◆ DATA SUPPLIED ◆

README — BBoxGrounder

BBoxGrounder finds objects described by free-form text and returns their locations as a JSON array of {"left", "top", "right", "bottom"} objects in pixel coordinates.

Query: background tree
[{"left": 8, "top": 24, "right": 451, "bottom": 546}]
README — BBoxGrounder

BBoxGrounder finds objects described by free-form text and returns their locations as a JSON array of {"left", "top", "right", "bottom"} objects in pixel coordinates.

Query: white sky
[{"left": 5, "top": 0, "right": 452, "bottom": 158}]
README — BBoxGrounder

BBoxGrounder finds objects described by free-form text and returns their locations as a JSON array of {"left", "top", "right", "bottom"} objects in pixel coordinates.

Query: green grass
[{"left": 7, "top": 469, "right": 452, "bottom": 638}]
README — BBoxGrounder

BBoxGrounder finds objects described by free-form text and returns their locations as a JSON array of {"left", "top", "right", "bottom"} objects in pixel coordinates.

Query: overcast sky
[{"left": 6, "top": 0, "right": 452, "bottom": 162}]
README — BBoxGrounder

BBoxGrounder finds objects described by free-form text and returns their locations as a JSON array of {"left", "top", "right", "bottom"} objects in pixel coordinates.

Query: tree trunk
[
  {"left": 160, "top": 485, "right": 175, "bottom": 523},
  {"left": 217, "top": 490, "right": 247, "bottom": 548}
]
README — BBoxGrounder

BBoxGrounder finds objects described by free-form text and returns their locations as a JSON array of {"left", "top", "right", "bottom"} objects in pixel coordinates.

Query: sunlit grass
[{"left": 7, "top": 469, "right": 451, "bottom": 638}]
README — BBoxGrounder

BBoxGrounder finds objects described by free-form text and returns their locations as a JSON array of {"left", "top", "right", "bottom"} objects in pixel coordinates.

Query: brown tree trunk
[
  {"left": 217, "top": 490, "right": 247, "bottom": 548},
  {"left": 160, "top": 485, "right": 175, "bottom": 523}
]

◆ YOUR TASK ◆
Report each line of the listing above that contains the string "Query", copying it in full. Case counts.

◆ FULL SOLUTION ◆
Query: background tree
Query: white sky
Query: green grass
Query: overcast sky
Query: tree trunk
Query: sunlit grass
Query: brown tree trunk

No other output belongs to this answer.